Extracted material
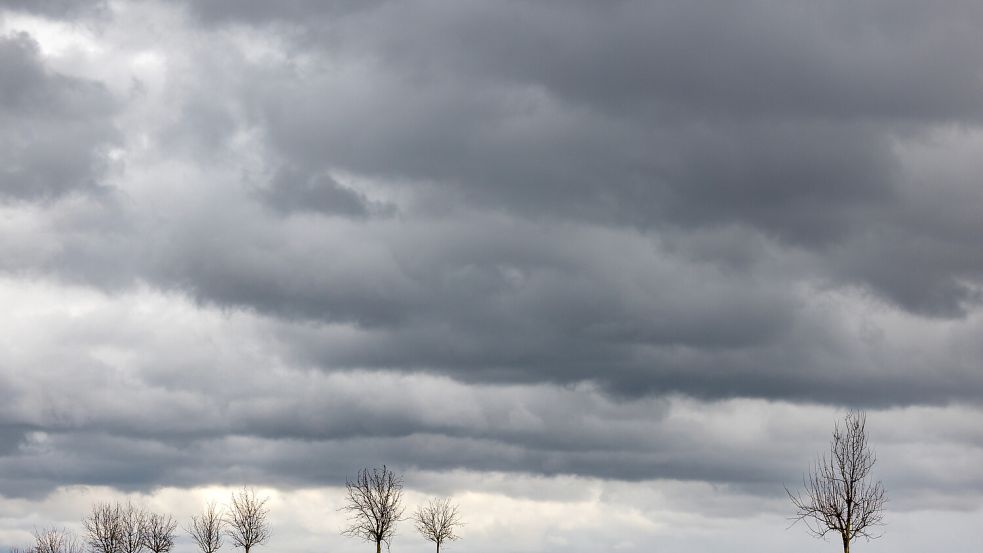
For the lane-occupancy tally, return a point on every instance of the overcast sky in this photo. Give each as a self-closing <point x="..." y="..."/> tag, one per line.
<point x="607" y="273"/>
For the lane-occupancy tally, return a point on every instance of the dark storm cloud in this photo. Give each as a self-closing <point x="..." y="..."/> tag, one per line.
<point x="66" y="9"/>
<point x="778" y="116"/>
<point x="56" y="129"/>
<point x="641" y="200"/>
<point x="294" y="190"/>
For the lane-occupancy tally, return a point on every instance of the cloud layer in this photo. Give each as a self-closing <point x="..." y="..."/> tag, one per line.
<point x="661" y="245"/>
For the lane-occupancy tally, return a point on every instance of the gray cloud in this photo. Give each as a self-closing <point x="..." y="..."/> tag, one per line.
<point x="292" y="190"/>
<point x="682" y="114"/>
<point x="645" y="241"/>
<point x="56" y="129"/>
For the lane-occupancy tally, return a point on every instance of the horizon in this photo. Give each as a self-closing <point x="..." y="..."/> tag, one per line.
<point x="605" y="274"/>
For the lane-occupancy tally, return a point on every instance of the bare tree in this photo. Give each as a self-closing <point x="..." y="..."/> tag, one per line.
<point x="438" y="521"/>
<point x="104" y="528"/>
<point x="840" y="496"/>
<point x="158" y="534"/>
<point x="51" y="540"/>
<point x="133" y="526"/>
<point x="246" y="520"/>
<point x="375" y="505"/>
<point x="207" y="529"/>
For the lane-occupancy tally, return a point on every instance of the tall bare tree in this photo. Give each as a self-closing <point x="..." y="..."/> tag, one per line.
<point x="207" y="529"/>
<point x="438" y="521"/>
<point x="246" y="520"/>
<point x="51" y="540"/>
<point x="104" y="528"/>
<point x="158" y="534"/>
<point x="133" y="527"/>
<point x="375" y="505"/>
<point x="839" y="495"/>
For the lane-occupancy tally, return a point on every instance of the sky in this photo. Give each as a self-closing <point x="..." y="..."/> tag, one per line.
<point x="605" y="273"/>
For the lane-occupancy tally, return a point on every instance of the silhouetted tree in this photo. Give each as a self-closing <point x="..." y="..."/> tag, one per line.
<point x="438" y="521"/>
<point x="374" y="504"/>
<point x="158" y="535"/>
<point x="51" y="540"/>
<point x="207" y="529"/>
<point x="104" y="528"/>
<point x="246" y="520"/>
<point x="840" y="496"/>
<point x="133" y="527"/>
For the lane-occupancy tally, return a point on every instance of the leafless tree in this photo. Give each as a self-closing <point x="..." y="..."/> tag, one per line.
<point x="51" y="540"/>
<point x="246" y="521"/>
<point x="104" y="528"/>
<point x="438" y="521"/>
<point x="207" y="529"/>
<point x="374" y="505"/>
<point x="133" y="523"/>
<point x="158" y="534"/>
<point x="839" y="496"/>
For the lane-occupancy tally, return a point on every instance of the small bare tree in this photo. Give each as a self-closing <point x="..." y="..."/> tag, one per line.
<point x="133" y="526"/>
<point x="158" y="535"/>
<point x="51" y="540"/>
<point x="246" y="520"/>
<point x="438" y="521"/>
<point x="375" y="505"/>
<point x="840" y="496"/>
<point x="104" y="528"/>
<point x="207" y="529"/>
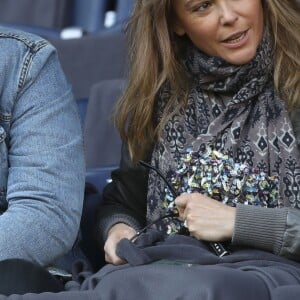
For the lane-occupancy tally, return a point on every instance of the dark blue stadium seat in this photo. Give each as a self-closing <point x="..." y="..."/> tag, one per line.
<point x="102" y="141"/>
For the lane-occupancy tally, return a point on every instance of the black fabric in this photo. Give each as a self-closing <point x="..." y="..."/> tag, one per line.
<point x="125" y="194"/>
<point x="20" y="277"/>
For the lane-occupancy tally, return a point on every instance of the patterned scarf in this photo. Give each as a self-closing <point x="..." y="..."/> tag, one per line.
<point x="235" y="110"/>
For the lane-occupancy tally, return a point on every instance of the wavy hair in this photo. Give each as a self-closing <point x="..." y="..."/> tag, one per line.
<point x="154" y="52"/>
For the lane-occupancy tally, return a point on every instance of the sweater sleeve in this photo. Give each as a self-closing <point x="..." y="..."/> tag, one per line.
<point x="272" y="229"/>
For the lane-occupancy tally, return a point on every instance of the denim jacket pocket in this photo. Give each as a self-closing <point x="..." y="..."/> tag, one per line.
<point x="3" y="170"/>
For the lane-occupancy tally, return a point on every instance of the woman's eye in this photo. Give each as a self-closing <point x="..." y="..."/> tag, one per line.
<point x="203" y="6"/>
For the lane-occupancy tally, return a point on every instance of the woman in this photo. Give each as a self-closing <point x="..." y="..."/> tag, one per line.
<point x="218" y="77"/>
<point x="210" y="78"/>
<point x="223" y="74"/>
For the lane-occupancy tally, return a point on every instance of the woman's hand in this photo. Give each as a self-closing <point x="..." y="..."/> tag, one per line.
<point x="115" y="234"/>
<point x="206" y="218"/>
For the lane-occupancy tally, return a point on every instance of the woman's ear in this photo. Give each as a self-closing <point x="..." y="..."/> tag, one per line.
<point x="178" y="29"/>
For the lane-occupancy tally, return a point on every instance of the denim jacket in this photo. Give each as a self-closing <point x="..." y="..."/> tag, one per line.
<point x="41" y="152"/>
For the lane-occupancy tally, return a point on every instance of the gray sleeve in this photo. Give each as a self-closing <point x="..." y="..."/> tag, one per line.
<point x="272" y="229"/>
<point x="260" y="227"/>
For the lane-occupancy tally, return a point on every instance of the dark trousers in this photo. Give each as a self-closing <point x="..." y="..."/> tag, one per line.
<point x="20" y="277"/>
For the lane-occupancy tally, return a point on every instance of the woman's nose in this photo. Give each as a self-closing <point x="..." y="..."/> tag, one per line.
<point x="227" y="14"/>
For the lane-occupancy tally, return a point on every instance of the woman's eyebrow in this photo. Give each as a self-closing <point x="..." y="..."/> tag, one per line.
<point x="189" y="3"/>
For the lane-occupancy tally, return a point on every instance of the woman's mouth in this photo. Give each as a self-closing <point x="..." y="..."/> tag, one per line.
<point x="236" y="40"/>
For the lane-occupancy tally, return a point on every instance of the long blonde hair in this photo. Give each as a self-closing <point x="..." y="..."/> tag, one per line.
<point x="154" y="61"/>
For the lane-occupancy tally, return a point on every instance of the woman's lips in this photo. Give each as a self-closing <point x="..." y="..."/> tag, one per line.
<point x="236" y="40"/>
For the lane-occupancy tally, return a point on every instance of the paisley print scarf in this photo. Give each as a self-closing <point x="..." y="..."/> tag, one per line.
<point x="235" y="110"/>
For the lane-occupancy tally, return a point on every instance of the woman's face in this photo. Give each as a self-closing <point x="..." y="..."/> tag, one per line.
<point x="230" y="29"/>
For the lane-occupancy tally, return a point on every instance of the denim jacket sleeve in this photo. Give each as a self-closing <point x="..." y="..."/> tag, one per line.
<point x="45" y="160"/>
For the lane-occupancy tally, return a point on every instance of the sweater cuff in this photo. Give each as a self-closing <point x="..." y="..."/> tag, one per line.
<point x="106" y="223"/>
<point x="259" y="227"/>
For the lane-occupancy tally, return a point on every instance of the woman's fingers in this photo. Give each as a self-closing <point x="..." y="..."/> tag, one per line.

What is being asked
From the first line to the last, retype the data above exactly, but not its images.

Exercise response
For the lane-occupancy tally, return a point on every instance of the overcast sky in this photo. Give each as a self-closing <point x="..." y="..."/> tag, one per line.
<point x="607" y="273"/>
For the lane-occupancy tally, return a point on every instance of the dark storm cloud in this photo. Give each as a self-closing <point x="..." y="..."/> tag, one per line.
<point x="66" y="9"/>
<point x="778" y="116"/>
<point x="56" y="129"/>
<point x="641" y="200"/>
<point x="294" y="190"/>
For the lane-occupancy tally, return a point on every instance of the cloud layer in this photo. Give each as a self-closing <point x="..." y="..."/> tag, one per line.
<point x="661" y="245"/>
For the lane-occupancy tally, return a point on every instance of the gray cloud in this photo. Give each as a self-closing <point x="..." y="..."/> tag, one per line.
<point x="292" y="190"/>
<point x="682" y="114"/>
<point x="645" y="241"/>
<point x="56" y="129"/>
For the lane-occupancy tally, return a point on every instance of the horizon in this photo. Give each as a self-closing <point x="..." y="..."/> tag, one per line.
<point x="605" y="274"/>
For the lane-occupancy tally, return a point on every instance of the bare tree in this photo. Give each as a self-closing <point x="..." y="..."/> tag, one per line.
<point x="438" y="521"/>
<point x="104" y="528"/>
<point x="840" y="496"/>
<point x="158" y="534"/>
<point x="51" y="540"/>
<point x="133" y="526"/>
<point x="246" y="520"/>
<point x="375" y="505"/>
<point x="207" y="529"/>
For the lane-occupancy tally, return a point on every instance of the tall bare tree in this photo. Give each as a self-closing <point x="..." y="..."/> tag, one per line.
<point x="207" y="529"/>
<point x="438" y="521"/>
<point x="246" y="520"/>
<point x="51" y="540"/>
<point x="104" y="528"/>
<point x="158" y="534"/>
<point x="133" y="527"/>
<point x="375" y="505"/>
<point x="839" y="495"/>
For the lane-occupancy tally, return a point on every instance of the sky in this photo. Give each as a self-closing <point x="..." y="..."/> tag, one per line.
<point x="605" y="273"/>
For the lane-occupancy tally, return a point on every instance of the silhouetted tree in this photo. Give each as a self-closing <point x="..." y="..."/> tag, one per line.
<point x="438" y="521"/>
<point x="374" y="504"/>
<point x="158" y="535"/>
<point x="51" y="540"/>
<point x="207" y="529"/>
<point x="104" y="528"/>
<point x="246" y="520"/>
<point x="840" y="496"/>
<point x="133" y="527"/>
For the lane-occupancy tally, return a point on every instance of the leafless tree in this photo. Give each as a self-closing <point x="..." y="..."/> tag, one per line.
<point x="51" y="540"/>
<point x="246" y="521"/>
<point x="104" y="528"/>
<point x="438" y="521"/>
<point x="207" y="529"/>
<point x="374" y="505"/>
<point x="133" y="523"/>
<point x="158" y="534"/>
<point x="839" y="496"/>
For the lane-occupancy tally, return a point on every instance of the small bare tree in this photo. Give each as a self-closing <point x="..." y="..."/> tag, one per line.
<point x="133" y="526"/>
<point x="158" y="535"/>
<point x="51" y="540"/>
<point x="246" y="520"/>
<point x="438" y="521"/>
<point x="375" y="505"/>
<point x="840" y="496"/>
<point x="104" y="528"/>
<point x="207" y="529"/>
For the lane-occupancy tally, return a point on every instance of the dark blue stadium seat in this photo. Give each as a self-closing <point x="..." y="..."/> tag, one per line.
<point x="102" y="141"/>
For the lane-occupancy tally, return a point on every instance of the black fabric in this photo. Give each as a self-closing <point x="..." y="..."/> tag, one per line.
<point x="125" y="194"/>
<point x="20" y="277"/>
For the lane-occupancy tally, return a point on every instance of the patterned scarf in this photo. Give each as a self-closing <point x="..." y="..."/> tag, one per line.
<point x="235" y="110"/>
For the lane-occupancy tally, return a point on every instance of the wavy hair in this photo. Give each as a self-closing <point x="..." y="..."/> tag, one per line.
<point x="154" y="52"/>
For the lane-occupancy tally, return a point on every instance of the sweater sleeve in this photo. Give each as a self-closing <point x="..." y="..."/> tag, one per line.
<point x="272" y="229"/>
For the lane-occupancy tally, return a point on every instance of the denim jacket pocket in this photo. Give each as a self-closing <point x="..." y="..."/> tag, one per line.
<point x="3" y="170"/>
For the lane-occupancy tally, return a point on every instance of the woman's eye in this photo. Give each as a self-closing <point x="..." y="..."/> tag, one per line.
<point x="203" y="6"/>
For the lane-occupancy tally, return a point on every instance of the woman in this photo. Give each as a self-closing <point x="..." y="..."/> tag, one per line.
<point x="218" y="77"/>
<point x="210" y="78"/>
<point x="223" y="74"/>
For the lane-occupancy tally, return a point on every instance of the woman's hand in this photo. Give each as a self-closing <point x="..." y="..."/> tag, one per line.
<point x="115" y="234"/>
<point x="206" y="218"/>
For the lane-occupancy tally, return a point on every instance of the woman's ear in this photo. Give each as a self-closing <point x="..." y="..."/> tag, one per line.
<point x="178" y="29"/>
For the lane-occupancy tally, return a point on every instance of the denim jacket in this photo. Give each as a self-closing <point x="..." y="..."/> tag, one per line.
<point x="41" y="152"/>
For the lane-occupancy tally, return a point on every instance of the gray sleeve in this photo. Give each as a self-closing <point x="..." y="..."/> tag, one per line.
<point x="272" y="229"/>
<point x="260" y="227"/>
For the lane-occupancy tally, return a point on every instance of the dark trousers in this photo. Give each as a self-closing <point x="..." y="..."/> tag, one per line.
<point x="20" y="277"/>
For the lane-occupancy tally, return a point on every instance of the woman's nose in this photo. Give each as a self-closing <point x="..." y="..."/> tag, one per line.
<point x="227" y="14"/>
For the lane-occupancy tally, return a point on every instance of the woman's eyebrow in this photo. Give each as a self-closing <point x="..." y="..."/> tag, one per line.
<point x="189" y="3"/>
For the lane-occupancy tally, return a point on every instance of the woman's mouth in this photo. Give each as a self-closing <point x="..." y="..."/> tag, one per line.
<point x="236" y="40"/>
For the lane-occupancy tally, return a point on every instance of the long blonde hair in this photo. Give each as a self-closing <point x="..." y="..."/> tag, one per line.
<point x="154" y="61"/>
For the lane-occupancy tally, return a point on every instance of the woman's lips in this photo. Give each as a self-closing <point x="..." y="..."/> tag, one per line.
<point x="236" y="40"/>
For the lane-occupancy tally, return a point on every instance of the paisley print scarf in this photo. Give each as a self-closing <point x="..." y="..."/> tag, one per line.
<point x="235" y="110"/>
For the lane-occupancy tally, return a point on every instance of the woman's face in this photo. Give each as a self-closing <point x="..." y="..."/> tag, one per line.
<point x="230" y="29"/>
For the lane-occupancy tally, return a point on every instance of the denim jacket sleeve in this photo. Give each as a self-closing <point x="..." y="..."/> tag, one per line.
<point x="45" y="160"/>
For the lane-occupancy tally, return a point on every instance of the sweater cuff in this photo. Give each as a self-closing <point x="..." y="..."/> tag, one per line.
<point x="106" y="223"/>
<point x="259" y="227"/>
For the lane-occupancy tally, return a point on every instance of the woman's fingers in this photo. Give each as a self-closing <point x="..." y="..."/> tag, one per line.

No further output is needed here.